## Task instructions
A) Answer these questions about the summary of AI safety and export-control posts, giving each answer on its own line with the matching mark.
(i) According to @AnthropicAI, foreign access to which two models did the US suspend?
(ii) What kind of risk scoring does @zoink push for?
(iii) According to @ZenMagnets, who ships a 397B model?
B) Carry on the summary of AI safety and export-control posts, starting after its final bullet.

## Supplied passage
AI safety theater exposed

  • @ClementDelangue and @elder_plinius both call frontier guardrails "shallow smokescreens"—jailbreaks are trivial, yet Anthropic still markets them as meaningful protection.
  • @zoink pushes for CVSS-style risk scoring to distinguish "LLM Advil" from "LLM Heroin," highlighting how the term "jailbreak" conflates harmless prompts with real threats.
  • @arthurctellis notes the real tradeoff: aggressive safety filters block legitimate research while doing little to stop determined actors.

Export controls as competitive weapon

  • @AnthropicAI confirms the US suspended foreign access to Fable 5 and Mythos 5; @steph_palazzolo reports Amazon flagged security risks to Trump officials, triggering the controls.
  • @dylan522p and @yishan argue OpenAI now has incentive to sandbag releases to avoid similar bans, turning safety rhetoric into market-share strategy.
  • @AndrewCurran_ points out even green-card holders like Karpathy are locked out, accelerating the "citizenship required" reality @MohapatraHemant predicted.

Moats are downstream of stateless compute

  • @thdxr states the core problem: models are interchangeable overnight, so all the safety theater, export drama, and hype cycles are attempts to create artificial scarcity.
  • @ZenMagnets shows the flip side—Alibaba's Qwen fades while a Rio de Janeiro city IT dept ships a 397B model, proving geography and openness matter more than pedigree.

## Recorded data

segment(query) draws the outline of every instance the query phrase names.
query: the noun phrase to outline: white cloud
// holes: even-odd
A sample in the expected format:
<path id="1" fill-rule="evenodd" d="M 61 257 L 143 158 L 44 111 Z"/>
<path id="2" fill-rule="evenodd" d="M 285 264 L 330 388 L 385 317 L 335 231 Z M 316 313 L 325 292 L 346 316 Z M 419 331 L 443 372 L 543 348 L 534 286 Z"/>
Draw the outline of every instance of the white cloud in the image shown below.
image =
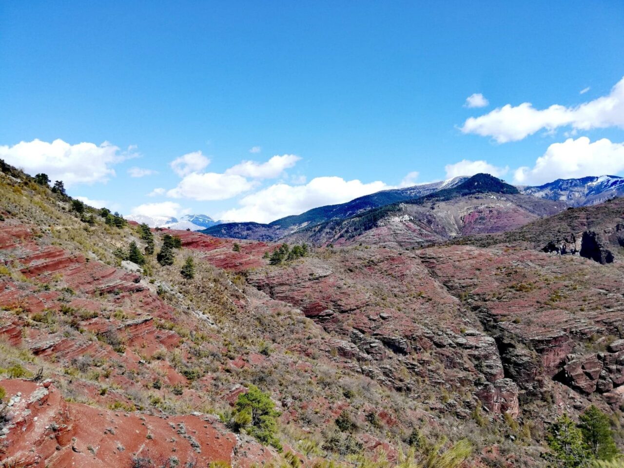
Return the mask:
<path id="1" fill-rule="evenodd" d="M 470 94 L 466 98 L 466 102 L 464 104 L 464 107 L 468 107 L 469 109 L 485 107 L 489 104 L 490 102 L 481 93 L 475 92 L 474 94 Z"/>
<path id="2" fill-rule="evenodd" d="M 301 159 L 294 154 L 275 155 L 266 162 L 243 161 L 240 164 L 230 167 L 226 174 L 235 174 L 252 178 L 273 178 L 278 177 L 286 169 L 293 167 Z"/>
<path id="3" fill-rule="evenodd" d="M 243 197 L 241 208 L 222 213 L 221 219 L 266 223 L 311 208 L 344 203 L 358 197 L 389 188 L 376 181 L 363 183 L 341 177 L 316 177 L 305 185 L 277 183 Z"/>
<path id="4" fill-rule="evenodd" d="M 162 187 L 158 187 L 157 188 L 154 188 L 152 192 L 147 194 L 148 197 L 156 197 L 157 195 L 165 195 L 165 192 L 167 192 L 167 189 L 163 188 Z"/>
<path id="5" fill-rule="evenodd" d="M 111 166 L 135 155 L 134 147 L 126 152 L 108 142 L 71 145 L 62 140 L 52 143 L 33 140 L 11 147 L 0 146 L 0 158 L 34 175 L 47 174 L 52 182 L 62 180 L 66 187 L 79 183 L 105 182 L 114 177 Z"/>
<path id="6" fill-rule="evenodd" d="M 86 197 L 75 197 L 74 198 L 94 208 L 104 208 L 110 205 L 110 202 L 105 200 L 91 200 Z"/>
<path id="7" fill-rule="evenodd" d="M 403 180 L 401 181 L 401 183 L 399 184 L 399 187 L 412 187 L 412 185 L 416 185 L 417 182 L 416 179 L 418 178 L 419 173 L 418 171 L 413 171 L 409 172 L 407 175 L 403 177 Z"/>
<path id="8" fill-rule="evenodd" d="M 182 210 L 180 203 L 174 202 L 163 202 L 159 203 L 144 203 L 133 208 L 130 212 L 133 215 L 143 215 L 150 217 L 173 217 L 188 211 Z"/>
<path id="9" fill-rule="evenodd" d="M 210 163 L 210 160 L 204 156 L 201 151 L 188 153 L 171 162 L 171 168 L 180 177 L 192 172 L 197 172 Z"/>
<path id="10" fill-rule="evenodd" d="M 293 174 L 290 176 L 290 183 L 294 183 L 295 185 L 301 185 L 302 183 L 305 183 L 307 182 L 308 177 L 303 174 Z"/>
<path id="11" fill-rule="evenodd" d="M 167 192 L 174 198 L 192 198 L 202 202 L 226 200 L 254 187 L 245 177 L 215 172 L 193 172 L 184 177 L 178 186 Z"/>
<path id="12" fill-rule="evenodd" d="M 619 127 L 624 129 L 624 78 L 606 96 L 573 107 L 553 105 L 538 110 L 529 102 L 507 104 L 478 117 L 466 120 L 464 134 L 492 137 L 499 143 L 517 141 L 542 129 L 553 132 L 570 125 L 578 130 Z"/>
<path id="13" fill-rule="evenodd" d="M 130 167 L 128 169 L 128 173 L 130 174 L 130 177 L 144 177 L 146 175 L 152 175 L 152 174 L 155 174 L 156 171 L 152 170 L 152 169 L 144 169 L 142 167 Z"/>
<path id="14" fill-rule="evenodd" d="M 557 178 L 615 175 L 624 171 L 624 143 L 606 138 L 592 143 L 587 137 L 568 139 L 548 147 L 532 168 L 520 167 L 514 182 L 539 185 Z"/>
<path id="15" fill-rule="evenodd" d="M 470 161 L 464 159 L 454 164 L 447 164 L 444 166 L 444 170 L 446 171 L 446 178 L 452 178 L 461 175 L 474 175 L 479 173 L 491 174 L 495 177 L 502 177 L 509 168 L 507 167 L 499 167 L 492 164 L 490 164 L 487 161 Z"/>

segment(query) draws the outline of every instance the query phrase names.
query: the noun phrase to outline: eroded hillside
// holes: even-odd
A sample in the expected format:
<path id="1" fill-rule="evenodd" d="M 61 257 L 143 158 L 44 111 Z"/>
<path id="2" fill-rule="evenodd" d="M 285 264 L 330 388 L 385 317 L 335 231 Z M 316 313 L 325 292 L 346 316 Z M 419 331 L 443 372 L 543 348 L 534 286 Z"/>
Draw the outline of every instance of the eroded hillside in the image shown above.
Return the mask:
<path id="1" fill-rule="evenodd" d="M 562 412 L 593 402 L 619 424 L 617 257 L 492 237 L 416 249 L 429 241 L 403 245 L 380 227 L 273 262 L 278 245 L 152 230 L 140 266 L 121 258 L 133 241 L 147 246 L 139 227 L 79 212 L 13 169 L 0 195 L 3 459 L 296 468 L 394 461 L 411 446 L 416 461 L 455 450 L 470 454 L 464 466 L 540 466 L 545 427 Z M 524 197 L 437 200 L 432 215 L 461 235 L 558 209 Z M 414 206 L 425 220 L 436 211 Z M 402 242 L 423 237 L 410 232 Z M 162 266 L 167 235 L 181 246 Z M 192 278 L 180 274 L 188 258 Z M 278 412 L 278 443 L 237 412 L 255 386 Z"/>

* * *

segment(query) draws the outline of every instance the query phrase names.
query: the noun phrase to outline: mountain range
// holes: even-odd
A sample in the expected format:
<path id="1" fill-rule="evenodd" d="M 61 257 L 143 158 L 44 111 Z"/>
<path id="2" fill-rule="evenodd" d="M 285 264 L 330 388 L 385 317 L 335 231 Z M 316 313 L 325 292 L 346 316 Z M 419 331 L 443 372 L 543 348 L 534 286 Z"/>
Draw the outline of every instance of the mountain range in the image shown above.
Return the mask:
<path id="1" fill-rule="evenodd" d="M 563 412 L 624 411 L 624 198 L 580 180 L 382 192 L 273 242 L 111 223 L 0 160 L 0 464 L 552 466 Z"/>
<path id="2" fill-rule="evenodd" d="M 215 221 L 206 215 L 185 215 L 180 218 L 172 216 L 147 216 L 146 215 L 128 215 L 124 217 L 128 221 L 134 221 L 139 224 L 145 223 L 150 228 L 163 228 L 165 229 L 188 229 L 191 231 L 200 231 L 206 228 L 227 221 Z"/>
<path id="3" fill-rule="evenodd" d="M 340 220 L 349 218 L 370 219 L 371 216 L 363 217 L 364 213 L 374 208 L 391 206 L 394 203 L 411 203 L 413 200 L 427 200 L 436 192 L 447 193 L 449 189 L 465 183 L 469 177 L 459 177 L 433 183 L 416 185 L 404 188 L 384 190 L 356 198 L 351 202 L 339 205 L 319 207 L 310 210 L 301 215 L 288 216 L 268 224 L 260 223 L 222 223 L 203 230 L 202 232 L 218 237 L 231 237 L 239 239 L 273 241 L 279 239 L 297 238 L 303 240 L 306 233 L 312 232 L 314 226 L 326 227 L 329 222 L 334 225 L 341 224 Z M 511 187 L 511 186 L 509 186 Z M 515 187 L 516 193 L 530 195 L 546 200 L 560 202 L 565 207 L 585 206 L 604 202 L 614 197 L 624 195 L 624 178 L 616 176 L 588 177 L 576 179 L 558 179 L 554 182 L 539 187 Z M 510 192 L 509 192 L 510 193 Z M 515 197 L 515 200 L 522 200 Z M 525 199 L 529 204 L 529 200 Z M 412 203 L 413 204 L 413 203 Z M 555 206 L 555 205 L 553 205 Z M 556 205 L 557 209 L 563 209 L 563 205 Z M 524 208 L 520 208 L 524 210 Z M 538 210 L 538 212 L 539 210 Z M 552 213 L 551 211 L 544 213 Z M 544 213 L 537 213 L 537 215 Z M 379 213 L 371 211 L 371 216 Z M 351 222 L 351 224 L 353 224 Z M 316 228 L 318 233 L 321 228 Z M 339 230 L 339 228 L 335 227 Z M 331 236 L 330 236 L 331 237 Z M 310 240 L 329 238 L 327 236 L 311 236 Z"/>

* * *

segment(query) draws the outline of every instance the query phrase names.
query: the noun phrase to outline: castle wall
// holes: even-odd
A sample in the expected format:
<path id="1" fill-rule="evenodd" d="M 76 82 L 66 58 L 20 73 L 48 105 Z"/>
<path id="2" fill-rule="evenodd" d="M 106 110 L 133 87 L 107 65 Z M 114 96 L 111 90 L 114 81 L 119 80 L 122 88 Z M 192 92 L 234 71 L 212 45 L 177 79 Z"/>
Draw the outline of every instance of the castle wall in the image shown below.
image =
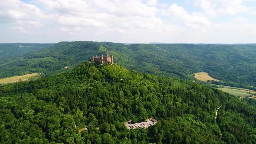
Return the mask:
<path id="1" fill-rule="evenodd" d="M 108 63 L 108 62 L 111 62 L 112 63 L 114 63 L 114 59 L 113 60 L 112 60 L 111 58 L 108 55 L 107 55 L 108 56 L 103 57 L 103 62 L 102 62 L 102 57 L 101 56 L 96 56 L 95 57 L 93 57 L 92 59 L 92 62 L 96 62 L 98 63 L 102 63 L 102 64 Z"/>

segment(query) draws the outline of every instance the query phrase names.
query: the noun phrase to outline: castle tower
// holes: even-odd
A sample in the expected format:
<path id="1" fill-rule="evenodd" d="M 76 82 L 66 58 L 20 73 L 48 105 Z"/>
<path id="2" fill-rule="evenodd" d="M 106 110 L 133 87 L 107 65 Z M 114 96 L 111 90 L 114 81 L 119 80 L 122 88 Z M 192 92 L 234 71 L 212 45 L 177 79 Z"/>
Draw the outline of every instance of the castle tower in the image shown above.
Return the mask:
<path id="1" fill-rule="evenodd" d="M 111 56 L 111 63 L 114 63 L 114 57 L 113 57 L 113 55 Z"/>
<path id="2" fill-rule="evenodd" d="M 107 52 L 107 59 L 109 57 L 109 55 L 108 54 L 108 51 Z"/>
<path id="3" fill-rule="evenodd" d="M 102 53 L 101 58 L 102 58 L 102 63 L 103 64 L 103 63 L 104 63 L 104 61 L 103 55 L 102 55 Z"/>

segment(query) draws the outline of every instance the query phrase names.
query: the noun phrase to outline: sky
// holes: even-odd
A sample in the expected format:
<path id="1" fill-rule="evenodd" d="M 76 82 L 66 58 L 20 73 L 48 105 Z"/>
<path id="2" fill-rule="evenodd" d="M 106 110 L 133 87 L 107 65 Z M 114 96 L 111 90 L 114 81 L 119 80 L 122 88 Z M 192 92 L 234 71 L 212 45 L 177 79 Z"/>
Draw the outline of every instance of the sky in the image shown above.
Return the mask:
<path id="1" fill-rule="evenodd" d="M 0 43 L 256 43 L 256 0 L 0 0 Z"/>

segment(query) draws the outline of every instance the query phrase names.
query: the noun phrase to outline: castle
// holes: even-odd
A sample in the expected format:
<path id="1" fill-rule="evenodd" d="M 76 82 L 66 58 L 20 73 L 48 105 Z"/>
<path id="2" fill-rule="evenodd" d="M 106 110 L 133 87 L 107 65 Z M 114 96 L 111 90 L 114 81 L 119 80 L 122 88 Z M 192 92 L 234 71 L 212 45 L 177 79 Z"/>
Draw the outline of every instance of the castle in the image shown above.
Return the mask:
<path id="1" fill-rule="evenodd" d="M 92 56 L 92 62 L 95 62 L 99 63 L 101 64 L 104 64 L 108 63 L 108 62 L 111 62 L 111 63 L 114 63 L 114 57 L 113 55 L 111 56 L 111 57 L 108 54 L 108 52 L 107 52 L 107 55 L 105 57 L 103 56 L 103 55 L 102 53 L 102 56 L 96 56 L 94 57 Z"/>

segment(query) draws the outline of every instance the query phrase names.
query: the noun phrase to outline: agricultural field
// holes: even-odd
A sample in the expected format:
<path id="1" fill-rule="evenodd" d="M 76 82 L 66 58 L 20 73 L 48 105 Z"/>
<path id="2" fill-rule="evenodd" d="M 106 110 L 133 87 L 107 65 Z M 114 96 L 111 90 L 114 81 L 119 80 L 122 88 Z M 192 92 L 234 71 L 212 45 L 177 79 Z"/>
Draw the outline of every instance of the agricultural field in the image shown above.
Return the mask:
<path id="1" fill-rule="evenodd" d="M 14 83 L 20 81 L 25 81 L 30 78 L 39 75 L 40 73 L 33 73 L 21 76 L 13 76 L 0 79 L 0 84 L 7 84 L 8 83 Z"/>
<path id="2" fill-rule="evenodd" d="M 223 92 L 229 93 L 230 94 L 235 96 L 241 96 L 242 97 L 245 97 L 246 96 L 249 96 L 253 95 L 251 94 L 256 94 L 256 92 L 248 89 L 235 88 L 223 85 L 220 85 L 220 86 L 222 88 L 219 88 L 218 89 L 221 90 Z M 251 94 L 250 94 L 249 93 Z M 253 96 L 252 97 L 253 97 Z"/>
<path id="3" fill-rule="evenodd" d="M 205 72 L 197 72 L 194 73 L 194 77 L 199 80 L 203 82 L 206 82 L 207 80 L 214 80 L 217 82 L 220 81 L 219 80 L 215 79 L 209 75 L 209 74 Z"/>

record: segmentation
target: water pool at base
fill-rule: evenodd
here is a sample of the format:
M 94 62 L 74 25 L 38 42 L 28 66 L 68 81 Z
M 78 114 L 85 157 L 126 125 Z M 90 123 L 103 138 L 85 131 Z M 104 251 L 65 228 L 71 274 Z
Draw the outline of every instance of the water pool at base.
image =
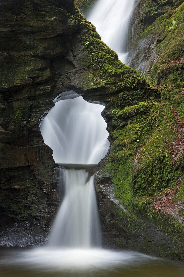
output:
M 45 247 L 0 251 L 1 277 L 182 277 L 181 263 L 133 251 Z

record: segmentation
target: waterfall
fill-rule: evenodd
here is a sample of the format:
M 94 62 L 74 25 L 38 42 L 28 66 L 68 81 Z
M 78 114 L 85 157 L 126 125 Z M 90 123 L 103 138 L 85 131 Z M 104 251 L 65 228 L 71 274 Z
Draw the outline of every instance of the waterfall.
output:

## Task responses
A)
(i) Fable 5 and Mythos 5
(ii) CVSS-style risk scoring
(iii) A Rio de Janeiro city IT dept

B)
Anthropic's self-inflicted regulatory trap

  • @DavidSacks, @firstadopter, and @MatthewBerman converge: Dario's repeated "nuclear weapon" framing spooked politicians into action; now the company is surprised when the rules apply to them.
  • @buccocapital and @nic_carter note the hypocrisy—beg for regulation, then complain when it constrains your own customers and employees.

## On my radar

  • @RampLabs released Ramp SWE-Bench, a private, production-grade coding benchmark—worth watching as a potential standard for real-world agent evaluation.
  • @jeff_weinstein launched Stripe Projects as an agent skill across Hermes, Factory, and Warp—first credible "agent-native infrastructure" primitive.

## Thread to pull

If export controls and safety theater both tighten, will frontier model development effectively nationalize, or will open labs in non-aligned jurisdictions (Rio, Shenzhen, elsewhere) simply pull ahead on capability while the US optimizes for control?